Decide whether each statement agrees with the film review below, answering yes or no and quoting the deciding words of the review exactly: 1. The film keeps viewers in suspense over who Akari will choose. 2. The DVD extras include a theatrical trailer. 3. The reviewer could tell right away that the film was set in Tokyo.

### READING TEXT
-=-=-

What the above doesn't capture, however, is why this is such a good film. It's certainly not the romantic elements, which are deeply understated,
it's not the tension of wondering who Akari will choose (there's never any tension to speak of in the film); really it's not anything plot related
at all. Rather, it is that this is a film with delicate pacing that is content to allow the characters to breathe, to allow us to care about them
and that along the way is very funny indeed.
Much of the humour in Fine, Totally Fine is absurdist, sometimes even slightly surreal. Yosiyosi Arakawa is a genuine comic talent,
communicating an innocence and idiocy which makes him both likeable and innately funny. Humour in the film comes from the physical (Akari's
extraordinary clumsiness), the ludicrous (Teruo's pranks and interactions with members of the public as he carries out his day job), from
often very well written dialogue (too many examples to mention), embarrassment (as when Hisanobu and Akari try to communicate with each other
without either being really able to say anything), comedy even comes from the tragic as Teruo's father clearly heads into a psychological
breakdown brought on by extreme depression but along the way watches daytime TV programmes of staggering banality. Director Yosuke Fujita
mixes this range of comic styles with real skill, moving effortlessly from one form to another and showing fluency in all of them.
The film is charming, as well as funny. Although the characters are by and large deeply flawed people with inadequate lives, they are distinctly
not 'fine' (their standard response when asked how they're doing), and Yosuke Fujita shows real affection for each of them and this lends the
film considerable warmth. Overall, there is a sympathy running through the film, for the protagonists and their failings and also for supporting
characters such as Teruo's depressed father, or the cleaning lady who takes a (maternal?) interest in Hisanobu. The film likes its characters,
all of whom are basically nice people, and I liked them too and, as a result, I found myself caring for them even though unusually there is no
real conflict to speak of and no challenge to them beyond that which they present to themselves.
Yosuke Fujita gives each actor time to develop their character, and each does so with considerable skill. Yosiyosi Arakawa is excellent in the
central part of Teruo, Yoshino Kimura brings to life Akari's slow gaining of confidence and her awkward charm, and Yoshinori Okada too is skilful
in a distinctly quiet part - communicating well Hisanobu's crisis of faith when a colleague accuses him of only being nice because he's afraid
otherwise people won't like him.
Fine, Totally Fine is slowly (perhaps it would be better to say relaxedly) paced, though for me at least never boring. Such events as
occur are unhurried. Its depiction of Tokyo is as an anonymous urban sprawl, indeed I was quite a way into the film before I was certain it was
Tokyo rather than some other large and faceless Japanese city. The characters live in a world where individuality, originality, is not necessarily
welcomed or rewarded. That said, when Teruo reaches out for financial help it is not the peculiarity of his vision that is criticised, but his
lack of drive for it. In the world of this film, society may not have a place for these misfits, but their own family and friends do and that
is no small thing.
Lastly, Fine, Totally Fine often surprises, building a scene and then taking it in a direction that, although unexpected, flows naturally
from the characters and the situation. There is something immensely refreshing in watching a film and not knowing where a scene will go, or how
the film will end; it's a pleasure not common enough and it's welcome here.
Fine, Totally Fine has, I believe, won two film festival awards to date, a fact that doesn't at all surprise me as it is a work of real
charm, originality and interest. It's one of the funniest films I've seen this year, and one of the most enjoyable. I look forward to Yosuke
Fujita's next offering.
DVD extras: theatrical trailer, and rather unrevealing interviews with the two male leads Yosiyosi Arakawa and Yoshinori Okada.

-=-=-

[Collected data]
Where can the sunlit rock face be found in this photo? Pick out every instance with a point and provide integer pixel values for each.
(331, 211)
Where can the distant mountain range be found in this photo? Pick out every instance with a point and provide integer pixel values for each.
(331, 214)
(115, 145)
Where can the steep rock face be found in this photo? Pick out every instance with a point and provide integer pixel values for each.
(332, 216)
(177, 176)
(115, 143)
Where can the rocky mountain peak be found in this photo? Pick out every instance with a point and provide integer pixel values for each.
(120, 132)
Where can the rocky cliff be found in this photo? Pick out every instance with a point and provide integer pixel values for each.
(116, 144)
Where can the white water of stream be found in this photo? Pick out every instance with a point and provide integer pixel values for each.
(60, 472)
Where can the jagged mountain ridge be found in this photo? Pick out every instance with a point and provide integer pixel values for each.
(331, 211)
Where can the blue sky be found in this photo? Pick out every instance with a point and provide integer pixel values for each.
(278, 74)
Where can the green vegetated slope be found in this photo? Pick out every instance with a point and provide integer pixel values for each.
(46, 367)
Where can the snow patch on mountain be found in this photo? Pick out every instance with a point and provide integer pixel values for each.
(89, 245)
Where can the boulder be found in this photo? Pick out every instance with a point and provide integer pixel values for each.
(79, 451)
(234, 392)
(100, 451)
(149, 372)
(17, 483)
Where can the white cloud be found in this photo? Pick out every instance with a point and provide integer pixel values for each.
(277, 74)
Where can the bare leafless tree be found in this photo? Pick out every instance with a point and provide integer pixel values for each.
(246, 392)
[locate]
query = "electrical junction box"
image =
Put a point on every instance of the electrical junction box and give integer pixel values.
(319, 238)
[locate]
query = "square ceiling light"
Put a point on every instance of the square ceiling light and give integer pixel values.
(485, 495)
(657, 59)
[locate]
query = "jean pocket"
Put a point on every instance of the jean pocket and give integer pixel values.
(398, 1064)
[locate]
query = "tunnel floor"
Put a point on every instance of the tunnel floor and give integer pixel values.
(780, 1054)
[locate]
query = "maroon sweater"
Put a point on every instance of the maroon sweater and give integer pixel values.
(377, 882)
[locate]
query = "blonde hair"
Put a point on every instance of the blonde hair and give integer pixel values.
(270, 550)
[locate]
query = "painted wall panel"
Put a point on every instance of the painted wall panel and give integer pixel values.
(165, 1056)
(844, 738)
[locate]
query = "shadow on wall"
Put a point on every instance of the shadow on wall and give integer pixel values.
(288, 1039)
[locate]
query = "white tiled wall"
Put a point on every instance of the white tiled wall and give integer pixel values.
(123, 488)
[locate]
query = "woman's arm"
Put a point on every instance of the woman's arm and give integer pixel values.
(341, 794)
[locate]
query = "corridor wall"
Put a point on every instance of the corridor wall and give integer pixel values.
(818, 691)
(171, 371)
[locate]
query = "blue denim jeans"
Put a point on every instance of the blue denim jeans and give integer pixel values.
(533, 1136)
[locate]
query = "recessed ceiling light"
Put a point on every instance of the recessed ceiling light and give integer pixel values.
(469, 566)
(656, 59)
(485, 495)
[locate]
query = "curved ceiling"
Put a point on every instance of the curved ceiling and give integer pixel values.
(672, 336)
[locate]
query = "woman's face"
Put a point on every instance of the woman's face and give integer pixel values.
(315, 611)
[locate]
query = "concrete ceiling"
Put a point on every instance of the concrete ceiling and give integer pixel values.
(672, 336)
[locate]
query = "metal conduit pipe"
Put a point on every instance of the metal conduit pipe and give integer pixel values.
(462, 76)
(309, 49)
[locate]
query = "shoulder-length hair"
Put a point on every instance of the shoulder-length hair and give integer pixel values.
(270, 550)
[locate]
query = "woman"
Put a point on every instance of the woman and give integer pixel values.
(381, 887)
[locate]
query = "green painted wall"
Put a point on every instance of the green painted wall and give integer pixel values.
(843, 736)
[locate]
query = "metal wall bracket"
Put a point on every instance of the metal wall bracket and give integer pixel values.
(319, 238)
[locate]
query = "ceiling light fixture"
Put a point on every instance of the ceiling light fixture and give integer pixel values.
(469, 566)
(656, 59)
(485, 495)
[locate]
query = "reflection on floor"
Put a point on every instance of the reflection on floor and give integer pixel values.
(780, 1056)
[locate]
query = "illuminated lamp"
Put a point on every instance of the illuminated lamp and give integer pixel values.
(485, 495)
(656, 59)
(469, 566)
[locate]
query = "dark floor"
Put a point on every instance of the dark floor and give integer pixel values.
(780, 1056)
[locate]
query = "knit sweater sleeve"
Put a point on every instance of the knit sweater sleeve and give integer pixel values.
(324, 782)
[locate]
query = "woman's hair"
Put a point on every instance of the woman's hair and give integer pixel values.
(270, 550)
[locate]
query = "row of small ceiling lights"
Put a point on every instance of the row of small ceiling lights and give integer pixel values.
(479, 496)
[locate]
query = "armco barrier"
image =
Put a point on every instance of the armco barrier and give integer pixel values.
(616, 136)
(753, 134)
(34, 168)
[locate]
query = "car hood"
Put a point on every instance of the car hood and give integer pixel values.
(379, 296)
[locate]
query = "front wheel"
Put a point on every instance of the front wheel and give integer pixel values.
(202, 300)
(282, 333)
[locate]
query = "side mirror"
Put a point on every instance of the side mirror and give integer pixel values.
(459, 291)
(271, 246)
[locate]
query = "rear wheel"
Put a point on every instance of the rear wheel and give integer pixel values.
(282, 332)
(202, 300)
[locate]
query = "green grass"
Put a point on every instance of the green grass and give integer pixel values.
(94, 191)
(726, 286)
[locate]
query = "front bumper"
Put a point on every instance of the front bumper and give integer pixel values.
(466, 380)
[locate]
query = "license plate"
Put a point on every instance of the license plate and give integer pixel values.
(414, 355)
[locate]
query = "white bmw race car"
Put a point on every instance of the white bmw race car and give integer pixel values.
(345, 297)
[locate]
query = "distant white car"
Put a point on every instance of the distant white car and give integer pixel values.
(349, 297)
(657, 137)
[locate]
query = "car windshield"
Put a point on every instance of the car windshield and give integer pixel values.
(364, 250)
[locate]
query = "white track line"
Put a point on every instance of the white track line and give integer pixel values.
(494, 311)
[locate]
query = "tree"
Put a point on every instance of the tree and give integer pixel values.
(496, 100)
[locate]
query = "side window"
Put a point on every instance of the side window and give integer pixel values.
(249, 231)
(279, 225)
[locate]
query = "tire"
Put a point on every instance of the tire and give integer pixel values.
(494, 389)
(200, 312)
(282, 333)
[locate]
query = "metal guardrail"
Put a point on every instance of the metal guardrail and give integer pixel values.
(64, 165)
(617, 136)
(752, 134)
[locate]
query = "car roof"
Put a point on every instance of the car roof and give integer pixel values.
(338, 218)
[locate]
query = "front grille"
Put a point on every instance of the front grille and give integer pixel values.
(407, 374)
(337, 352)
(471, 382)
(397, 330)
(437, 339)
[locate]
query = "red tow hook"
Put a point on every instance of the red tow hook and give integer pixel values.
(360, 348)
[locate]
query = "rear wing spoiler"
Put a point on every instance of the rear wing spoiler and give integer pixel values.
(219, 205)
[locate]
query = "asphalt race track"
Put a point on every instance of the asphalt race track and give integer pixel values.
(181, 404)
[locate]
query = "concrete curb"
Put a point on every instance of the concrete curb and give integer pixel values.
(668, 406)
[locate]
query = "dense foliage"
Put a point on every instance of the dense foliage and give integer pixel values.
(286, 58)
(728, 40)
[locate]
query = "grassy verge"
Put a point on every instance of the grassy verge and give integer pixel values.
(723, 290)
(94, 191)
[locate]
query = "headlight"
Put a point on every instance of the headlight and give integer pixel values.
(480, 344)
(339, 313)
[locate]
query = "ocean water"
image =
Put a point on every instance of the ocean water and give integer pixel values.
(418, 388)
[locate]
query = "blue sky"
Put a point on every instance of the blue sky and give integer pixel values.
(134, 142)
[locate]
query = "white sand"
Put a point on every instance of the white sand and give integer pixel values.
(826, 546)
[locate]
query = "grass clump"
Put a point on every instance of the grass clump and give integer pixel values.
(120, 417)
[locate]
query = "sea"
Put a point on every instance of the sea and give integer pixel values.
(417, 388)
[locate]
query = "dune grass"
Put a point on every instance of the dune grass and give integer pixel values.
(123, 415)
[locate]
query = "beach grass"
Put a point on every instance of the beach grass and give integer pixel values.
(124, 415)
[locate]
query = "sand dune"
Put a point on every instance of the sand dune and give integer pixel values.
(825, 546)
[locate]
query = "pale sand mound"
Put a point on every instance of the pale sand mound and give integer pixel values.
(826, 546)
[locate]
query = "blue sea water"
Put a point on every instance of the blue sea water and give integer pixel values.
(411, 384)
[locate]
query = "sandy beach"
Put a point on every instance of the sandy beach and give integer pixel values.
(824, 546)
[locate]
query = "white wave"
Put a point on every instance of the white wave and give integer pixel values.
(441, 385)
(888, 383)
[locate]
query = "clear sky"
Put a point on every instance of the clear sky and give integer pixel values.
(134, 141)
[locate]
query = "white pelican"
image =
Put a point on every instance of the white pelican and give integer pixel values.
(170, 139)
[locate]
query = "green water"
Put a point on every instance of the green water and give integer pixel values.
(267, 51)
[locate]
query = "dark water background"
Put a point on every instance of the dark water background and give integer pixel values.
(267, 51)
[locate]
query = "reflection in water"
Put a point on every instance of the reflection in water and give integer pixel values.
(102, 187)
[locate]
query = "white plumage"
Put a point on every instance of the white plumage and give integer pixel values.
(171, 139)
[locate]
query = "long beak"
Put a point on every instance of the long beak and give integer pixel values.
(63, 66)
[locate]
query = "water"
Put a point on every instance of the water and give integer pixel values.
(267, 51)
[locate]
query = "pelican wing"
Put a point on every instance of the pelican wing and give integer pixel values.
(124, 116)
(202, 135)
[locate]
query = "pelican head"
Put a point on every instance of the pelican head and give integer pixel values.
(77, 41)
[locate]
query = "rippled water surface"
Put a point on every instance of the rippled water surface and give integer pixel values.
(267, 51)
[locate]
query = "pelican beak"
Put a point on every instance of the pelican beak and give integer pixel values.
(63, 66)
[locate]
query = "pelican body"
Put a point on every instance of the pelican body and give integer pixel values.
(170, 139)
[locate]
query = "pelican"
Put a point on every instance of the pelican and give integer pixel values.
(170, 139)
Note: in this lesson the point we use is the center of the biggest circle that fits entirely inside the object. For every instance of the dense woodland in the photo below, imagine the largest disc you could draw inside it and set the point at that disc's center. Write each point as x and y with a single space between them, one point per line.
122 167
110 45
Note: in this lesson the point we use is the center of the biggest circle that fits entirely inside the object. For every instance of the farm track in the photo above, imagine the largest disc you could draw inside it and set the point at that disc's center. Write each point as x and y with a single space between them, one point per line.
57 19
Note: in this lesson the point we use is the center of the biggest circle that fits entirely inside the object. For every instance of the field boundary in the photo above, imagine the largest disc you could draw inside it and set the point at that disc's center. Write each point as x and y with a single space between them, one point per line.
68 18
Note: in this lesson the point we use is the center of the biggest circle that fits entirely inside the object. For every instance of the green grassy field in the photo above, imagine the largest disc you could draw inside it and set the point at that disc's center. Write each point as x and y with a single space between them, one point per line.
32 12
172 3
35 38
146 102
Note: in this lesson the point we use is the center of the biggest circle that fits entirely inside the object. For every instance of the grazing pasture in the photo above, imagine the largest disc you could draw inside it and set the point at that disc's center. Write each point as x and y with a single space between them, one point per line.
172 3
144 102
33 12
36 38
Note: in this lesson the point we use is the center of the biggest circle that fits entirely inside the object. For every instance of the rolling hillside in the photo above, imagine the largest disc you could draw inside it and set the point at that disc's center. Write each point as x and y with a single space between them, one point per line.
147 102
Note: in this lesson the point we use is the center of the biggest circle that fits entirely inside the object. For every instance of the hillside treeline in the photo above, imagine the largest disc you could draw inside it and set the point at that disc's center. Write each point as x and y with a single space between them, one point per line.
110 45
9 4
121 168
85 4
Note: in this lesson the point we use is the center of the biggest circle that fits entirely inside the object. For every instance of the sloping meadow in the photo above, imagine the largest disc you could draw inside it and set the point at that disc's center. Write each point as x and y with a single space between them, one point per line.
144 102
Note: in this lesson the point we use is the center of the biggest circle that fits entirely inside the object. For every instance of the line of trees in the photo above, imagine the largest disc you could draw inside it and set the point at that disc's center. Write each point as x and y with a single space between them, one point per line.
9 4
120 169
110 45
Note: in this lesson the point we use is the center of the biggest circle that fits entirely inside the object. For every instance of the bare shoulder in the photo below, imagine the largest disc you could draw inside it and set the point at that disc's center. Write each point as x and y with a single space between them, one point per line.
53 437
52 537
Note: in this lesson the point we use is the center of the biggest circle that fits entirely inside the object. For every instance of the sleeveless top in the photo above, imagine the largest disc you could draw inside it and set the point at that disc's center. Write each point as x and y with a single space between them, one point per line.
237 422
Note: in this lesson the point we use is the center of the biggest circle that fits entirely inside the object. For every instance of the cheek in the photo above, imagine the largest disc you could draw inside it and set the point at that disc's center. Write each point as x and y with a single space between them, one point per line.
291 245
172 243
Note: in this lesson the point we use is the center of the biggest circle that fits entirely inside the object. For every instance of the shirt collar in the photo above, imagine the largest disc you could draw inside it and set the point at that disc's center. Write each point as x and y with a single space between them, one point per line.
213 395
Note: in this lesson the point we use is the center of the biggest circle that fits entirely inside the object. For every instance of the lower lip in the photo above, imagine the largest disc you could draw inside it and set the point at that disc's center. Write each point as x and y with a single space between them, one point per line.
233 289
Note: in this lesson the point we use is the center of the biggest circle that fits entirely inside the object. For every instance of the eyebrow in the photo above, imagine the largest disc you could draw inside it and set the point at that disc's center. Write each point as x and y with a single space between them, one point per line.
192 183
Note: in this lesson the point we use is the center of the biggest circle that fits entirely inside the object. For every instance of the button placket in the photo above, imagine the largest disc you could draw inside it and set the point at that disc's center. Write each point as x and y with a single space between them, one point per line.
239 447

-=-=-

### ANSWER SPACE
1. No: "there's never any tension to speak of in the film"
2. Yes: "DVD extras: theatrical trailer"
3. No: "I was quite a way into the film before I was certain it was Tokyo"